§ PROBLEM SET:
[1] Decide whether each statement below agrees with the review excerpt, answering yes or no and quoting the deciding words of the excerpt exactly. (a) Before this year, 8½ was the only Fellini film the writer had seen. (b) Fellini-Satyricon is set in Nero's Rome. (c) The Mother and the Whore was Eustache's second feature.
[2] Reproduce the stretch of the review excerpt from "7 – Fellini-Satyricon" through "Fellini's post-8½ work.".

======== PAGE EXCERPT

7 – Fellini-Satyricon
Until this year, I had seen none of Federico Fellini's work beyond his great 1963 film 8½. I had heard mixed reports on the quality of his later films, but the rare 35mm screening of Fellini-Satyricon that A Nos Amours hosted this year was a wonderful surprise. This adaptation of the writings of Petronius gave Fellini the scope to be as decadent, undisciplined and visually delirious as he wished. There's a loose plot of sorts but the film is essentially a thinly connected series of episodes set in Nero's Rome, with Fellini clearly being enraptured by the indulgence, hedonism and violence of this society, while the walls of the empire crumble around them. Satyricon is a rich, hallucinatory vision of Ancient Rome, re-imagined by a distinctive artist. It has certainly inflamed by desire to seek out the rest of Fellini's post-8½ work.
6 - The Mother and the Whore
Jean Eustache’s The Mother and the Whore was a film that I
had wanted to see for many years, and when I finally caught a rare screening in
London this year it didn’t disappoint. The film is a loose, discursive study of
three young Parisians (played by Jean-Pierre Léaud, Bernadette Lafont and
engaged in an unusual ménage à trois, with Léaud’s Alexandre being a
pretentious, self-absorbed fop who would rather talk about love, sex and
politics than engage in them in any meaningful way. In fact, the film is all talk, with much of
its 3½-hour running time consisting of long takes in which the characters
endlessly talk, but in the hands of Eustache and his flawless cast it is
riveting, illuminating and frequently hilarious to watch. This was Eustache’s
first feature but it is the work of a man in complete command of his material,
and one can only admire the brash confidence he must have possessed to make
this epic, verbose film his debut. The Mother and the Whore is a wry, intelligent
examination of male-female relationships that still feels bracing and
insightful today.

================
======== EXTRACTED MATERIAL

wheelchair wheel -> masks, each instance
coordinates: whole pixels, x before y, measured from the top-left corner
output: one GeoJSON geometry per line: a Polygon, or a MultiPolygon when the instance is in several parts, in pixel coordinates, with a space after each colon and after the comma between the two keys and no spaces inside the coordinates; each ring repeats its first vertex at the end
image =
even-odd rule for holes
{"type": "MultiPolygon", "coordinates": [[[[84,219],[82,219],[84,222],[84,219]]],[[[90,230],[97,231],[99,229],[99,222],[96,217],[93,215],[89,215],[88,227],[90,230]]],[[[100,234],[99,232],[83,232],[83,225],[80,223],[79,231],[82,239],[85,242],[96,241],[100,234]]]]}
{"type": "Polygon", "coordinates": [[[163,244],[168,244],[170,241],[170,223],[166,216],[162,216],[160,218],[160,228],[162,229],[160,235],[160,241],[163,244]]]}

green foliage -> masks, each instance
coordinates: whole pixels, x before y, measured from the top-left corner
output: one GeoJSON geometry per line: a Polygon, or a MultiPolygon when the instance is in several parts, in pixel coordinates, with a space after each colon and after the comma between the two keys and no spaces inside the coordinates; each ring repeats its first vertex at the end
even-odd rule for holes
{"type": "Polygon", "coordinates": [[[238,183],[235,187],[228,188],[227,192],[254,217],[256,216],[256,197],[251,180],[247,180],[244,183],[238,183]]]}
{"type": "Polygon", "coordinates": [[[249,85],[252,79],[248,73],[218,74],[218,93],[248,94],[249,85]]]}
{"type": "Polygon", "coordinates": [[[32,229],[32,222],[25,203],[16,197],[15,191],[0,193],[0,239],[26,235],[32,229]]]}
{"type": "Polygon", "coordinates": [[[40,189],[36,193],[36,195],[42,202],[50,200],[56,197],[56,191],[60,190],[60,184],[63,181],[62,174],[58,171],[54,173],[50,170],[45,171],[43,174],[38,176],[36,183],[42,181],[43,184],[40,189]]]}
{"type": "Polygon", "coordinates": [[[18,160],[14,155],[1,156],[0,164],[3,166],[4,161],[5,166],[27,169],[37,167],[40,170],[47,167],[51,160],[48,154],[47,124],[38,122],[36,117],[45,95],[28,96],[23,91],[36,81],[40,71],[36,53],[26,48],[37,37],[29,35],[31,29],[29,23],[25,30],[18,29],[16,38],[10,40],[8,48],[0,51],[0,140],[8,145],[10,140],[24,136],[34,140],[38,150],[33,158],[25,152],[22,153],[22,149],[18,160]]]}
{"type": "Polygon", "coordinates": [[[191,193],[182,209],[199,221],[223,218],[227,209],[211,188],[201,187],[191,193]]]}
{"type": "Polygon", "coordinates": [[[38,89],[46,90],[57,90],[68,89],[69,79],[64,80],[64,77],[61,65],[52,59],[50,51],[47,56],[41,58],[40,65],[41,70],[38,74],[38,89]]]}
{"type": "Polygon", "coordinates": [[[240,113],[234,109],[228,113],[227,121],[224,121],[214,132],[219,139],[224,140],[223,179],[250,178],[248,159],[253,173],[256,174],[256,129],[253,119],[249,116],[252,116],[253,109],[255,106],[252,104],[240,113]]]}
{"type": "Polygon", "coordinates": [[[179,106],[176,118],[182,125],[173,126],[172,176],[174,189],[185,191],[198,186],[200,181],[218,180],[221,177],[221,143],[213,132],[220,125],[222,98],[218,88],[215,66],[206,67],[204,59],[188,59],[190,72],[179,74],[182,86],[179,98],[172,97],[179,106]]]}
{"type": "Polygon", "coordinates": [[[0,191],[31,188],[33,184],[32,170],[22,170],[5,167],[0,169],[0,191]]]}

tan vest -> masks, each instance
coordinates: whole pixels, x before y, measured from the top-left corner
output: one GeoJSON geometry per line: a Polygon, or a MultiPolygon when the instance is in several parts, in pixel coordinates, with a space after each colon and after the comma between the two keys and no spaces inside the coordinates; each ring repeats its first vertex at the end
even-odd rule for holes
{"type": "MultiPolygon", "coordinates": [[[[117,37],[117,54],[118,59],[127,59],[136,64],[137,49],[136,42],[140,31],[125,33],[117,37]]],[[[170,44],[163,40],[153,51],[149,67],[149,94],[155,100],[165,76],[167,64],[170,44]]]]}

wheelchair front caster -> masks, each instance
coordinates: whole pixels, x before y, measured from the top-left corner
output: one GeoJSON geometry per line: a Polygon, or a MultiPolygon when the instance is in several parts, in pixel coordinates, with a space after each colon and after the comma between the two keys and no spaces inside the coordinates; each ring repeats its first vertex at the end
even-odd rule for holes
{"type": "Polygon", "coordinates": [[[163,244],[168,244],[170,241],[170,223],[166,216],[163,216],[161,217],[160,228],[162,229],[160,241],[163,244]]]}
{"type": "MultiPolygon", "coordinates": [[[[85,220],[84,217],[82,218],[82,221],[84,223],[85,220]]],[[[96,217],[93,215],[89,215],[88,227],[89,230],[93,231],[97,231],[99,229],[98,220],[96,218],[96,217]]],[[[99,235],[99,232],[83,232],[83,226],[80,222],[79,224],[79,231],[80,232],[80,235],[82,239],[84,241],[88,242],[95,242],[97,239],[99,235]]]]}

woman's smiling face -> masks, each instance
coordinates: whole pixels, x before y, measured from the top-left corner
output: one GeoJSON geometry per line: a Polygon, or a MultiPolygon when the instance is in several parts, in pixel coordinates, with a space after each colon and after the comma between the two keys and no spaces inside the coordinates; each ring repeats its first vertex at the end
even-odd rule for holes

================

§ EXERCISE ANSWERS:
[1]
(a) Yes: "I had seen none of Federico Fellini's work beyond his great 1963 film 8½"
(b) Yes: "a thinly connected series of episodes set in Nero's Rome"
(c) No: "This was Eustache’s first feature"

[2]
7 – Fellini-Satyricon
Until this year, I had seen none of Federico Fellini's work beyond his great 1963 film 8½. I had heard mixed reports on the quality of his later films, but the rare 35mm screening of Fellini-Satyricon that A Nos Amours hosted this year was a wonderful surprise. This adaptation of the writings of Petronius gave Fellini the scope to be as decadent, undisciplined and visually delirious as he wished. There's a loose plot of sorts but the film is essentially a thinly connected series of episodes set in Nero's Rome, with Fellini clearly being enraptured by the indulgence, hedonism and violence of this society, while the walls of the empire crumble around them. Satyricon is a rich, hallucinatory vision of Ancient Rome, re-imagined by a distinctive artist. It has certainly inflamed by desire to seek out the rest of Fellini's post-8½ work.